**AUFGABE 1**
Prüfe bitte, ob die folgenden Aussagen mit dem Text über das Krenz-Buch übereinstimmen, und antworte jeweils mit Ja oder Nein samt den entscheidenden Worten des Textes als wörtlichem Zitat. (a) Gegenüber den bisherigen Veröffentlichungen von Krenz bringt das Buch keine neuen historischen Erkenntnisse. (b) Historiker erklären solche autobiografischen Berichte grundsätzlich für wertlos. (c) Im Text wird die Ansicht vertreten, dass sich aus solchen Selbstquellen mentalitätsgeschichtlich wichtige Sachverhalte erschließen lassen.
**AUFGABE 2**
Führe den Text über das Krenz-Buch ab seinem letzten Satz weiter.

**VORGEGEBENER TEXT**
_____

Die Ausführungen des Krenz-Buches lassen zu seinen bisherigen Veröffentlichungen keine neuen historischen Erkenntnisse zu. Jedoch eignen sich seine Gedankengänge durchaus, um die absolute Verbitterung über den persönlichen Bedeutungsverlust nachvollziehen zu können.

Oft fragen selbst Historiker, ob es Sinn macht, solche autobiografischen Berichte und „Märtyrerzeugnisse” der Gegenwart überhaupt zur Kenntnis zu nehmen und auszuwerten, zumal gebetsmühlenartig wiederholte Erkenntnisse wie „Der Kapitalismus ist noch nicht das letzte Wort der Geschichte!” nicht weiterführend seien. Der Einwand ist für mich in diesem Zusammenhang immer, dass gerade mentalitätsgeschichtlich aus solchen Selbstquellen wichtige Sachverhalte erschlossen und noch eindrücklicher werden, als sie es bisher waren.

_____

**BEREITGESTELLTE DATEN**
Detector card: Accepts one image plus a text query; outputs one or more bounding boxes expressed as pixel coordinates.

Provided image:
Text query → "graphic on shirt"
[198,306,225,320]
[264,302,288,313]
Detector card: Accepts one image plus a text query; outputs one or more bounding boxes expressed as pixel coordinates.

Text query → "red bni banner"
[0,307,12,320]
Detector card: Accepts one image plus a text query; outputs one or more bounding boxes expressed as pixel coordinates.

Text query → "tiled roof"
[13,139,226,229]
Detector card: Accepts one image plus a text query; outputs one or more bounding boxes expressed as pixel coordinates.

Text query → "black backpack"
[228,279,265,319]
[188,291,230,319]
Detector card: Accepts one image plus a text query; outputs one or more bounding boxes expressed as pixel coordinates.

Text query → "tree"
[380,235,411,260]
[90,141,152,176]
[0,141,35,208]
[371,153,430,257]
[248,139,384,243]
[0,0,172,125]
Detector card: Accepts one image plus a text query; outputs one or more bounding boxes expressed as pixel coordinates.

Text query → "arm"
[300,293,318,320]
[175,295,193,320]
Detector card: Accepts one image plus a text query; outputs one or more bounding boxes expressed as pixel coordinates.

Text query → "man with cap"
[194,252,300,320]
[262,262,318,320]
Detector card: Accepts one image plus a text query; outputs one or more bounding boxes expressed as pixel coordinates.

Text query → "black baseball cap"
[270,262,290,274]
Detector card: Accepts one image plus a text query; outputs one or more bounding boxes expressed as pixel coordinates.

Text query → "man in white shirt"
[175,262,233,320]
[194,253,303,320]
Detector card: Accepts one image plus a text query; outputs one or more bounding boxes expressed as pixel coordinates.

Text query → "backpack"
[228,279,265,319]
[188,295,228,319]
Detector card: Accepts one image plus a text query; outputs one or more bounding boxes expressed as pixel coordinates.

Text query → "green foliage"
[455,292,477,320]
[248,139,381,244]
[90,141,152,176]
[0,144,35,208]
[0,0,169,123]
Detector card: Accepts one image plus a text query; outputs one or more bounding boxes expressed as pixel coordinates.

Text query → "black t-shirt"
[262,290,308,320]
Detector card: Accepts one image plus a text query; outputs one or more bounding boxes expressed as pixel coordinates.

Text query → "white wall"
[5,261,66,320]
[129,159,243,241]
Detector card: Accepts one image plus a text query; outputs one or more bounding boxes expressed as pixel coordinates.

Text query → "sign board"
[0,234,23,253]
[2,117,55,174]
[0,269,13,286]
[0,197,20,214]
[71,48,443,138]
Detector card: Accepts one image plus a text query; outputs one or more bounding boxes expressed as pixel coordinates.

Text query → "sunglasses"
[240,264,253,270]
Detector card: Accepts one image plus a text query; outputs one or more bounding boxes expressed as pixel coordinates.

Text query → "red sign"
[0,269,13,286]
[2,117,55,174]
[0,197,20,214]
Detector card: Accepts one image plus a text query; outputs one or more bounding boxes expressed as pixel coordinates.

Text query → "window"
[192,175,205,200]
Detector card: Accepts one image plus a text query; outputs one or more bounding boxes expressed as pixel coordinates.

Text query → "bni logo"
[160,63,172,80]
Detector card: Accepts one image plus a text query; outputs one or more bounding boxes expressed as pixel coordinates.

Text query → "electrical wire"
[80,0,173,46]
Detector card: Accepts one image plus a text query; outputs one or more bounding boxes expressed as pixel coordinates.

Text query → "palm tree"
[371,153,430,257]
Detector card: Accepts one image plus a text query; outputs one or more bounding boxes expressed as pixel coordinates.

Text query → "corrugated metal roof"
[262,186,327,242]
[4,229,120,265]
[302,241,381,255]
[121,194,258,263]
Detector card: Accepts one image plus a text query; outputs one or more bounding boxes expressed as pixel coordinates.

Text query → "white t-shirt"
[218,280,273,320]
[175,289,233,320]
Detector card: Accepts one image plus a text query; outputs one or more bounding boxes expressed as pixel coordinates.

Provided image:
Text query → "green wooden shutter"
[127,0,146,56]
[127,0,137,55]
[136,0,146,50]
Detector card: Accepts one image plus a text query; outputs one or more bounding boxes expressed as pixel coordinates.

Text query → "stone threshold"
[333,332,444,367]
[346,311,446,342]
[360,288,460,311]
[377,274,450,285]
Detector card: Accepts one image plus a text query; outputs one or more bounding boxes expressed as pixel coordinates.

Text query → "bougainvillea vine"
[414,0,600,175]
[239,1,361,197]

_____

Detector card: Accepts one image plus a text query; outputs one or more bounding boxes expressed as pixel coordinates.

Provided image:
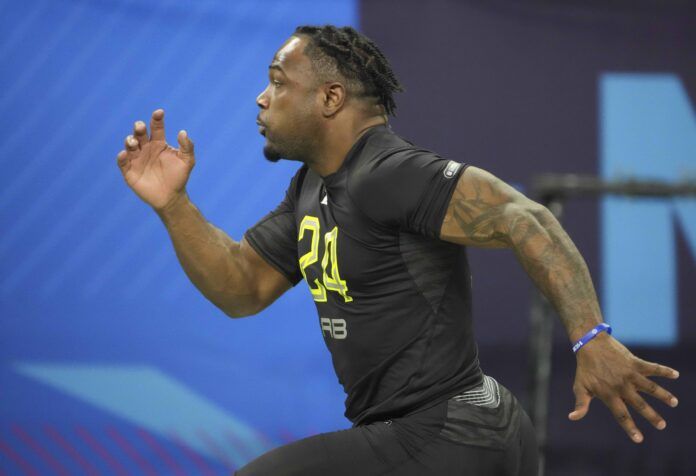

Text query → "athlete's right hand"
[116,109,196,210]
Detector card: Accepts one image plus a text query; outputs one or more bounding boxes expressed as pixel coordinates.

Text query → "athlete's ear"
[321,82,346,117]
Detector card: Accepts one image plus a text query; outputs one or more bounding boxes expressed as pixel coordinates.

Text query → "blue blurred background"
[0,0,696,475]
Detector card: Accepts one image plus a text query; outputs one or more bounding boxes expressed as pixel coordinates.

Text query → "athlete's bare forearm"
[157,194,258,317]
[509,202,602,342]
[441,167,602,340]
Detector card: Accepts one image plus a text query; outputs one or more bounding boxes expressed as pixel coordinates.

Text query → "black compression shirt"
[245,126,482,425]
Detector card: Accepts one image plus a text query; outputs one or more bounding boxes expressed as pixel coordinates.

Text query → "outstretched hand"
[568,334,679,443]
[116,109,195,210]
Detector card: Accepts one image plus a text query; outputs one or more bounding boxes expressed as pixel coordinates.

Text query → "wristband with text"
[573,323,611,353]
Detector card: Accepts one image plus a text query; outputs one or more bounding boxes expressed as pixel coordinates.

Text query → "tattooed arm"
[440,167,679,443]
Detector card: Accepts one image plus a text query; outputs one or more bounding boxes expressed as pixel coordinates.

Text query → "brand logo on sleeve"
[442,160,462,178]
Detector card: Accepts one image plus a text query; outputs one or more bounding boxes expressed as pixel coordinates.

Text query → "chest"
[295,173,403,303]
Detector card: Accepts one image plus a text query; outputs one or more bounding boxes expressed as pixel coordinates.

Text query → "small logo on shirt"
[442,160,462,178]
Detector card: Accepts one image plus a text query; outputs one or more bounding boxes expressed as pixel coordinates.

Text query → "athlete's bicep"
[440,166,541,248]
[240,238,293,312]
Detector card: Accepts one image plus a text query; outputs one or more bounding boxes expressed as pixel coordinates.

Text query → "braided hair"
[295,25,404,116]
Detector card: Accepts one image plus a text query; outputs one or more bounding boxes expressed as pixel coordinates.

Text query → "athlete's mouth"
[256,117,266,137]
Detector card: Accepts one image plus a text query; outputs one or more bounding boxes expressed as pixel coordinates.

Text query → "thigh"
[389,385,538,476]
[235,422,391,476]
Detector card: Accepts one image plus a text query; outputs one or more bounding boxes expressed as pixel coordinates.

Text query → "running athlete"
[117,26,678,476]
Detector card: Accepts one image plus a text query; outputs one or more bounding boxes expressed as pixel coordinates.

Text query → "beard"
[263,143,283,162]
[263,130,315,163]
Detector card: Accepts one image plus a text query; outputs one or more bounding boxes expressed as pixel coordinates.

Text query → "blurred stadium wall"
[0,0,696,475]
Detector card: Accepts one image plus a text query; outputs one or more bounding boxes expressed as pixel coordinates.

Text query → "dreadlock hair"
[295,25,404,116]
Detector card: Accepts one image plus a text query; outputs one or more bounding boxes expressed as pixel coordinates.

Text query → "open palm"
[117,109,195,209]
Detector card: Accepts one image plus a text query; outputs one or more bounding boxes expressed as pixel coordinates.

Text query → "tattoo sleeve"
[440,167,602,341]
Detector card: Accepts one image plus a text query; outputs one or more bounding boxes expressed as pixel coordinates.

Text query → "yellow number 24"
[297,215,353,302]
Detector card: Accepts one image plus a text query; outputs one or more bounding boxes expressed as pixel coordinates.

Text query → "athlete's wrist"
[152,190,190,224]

_____

**ERWARTETE ANTWORT 1**
(a) Ja: „Die Ausführungen des Krenz-Buches lassen zu seinen bisherigen Veröffentlichungen keine neuen historischen Erkenntnisse zu.“
(b) Nein: „Oft fragen selbst Historiker, ob es Sinn macht, solche autobiografischen Berichte und „Märtyrerzeugnisse” der Gegenwart überhaupt zur Kenntnis zu nehmen und auszuwerten“
(c) Ja: „dass gerade mentalitätsgeschichtlich aus solchen Selbstquellen wichtige Sachverhalte erschlossen und noch eindrücklicher werden“

**ERWARTETE ANTWORT 2**
Trotz DDR-Verflüssigung bleibt die Ideologie

Beispielsweise war es für mich immer ein Rätsel, wie schnell sich die DDR als Staat verflüssigte, trotzdem aber die kommunistische Ideologie bis zum heutigen Tag bei manchen Unverbesserlichen, aber auch bei jungen Menschen, wenn man an zahlreiche Nachwuchskader der „Linken” denkt, in einem plasmaartigen Zustand überleben konnte. Zumindest durch die schriftlichen Zeugnisse von SED-Machthabern wie Krenz wird offensichtlich, dass es in der DDR seit Ende der 1970er-Jahre auch wegen des zur Verfügung stehenden „Diktatur-Personals” keinerlei gesellschaftliche und wirtschaftliche Innovationen mehr gab, zumal das Land finanziell bankrott war.

Gedankenpolizist setzt sich mit DDR-Bevölkerung gleich

Problematisch ist dabei nicht, dass Krenz seine Sicht der Dinge, die banalen und die historischen, darlegt und zu einer eigenen Zeitanalyse kommt. Das gehört zu einer pluralistischen Gesellschaft genauso dazu, wie das Recht, eine kritische Rezension zu schreiben. Zu verurteilen ist allerdings der nicht mehr für alle Zeitgenossen so einfach ersichtliche, aber trotzdem plumpe Versuch, sich als Polittäter und ZK-Instrukteur der Gedankenpolizei „Staatssicherheit” mit den Menschen propagandistisch gleichzusetzen, die in der DDR lebten, ihr Leben in der Unfreiheit mit glücklichen und traurigen Momenten durchhielten.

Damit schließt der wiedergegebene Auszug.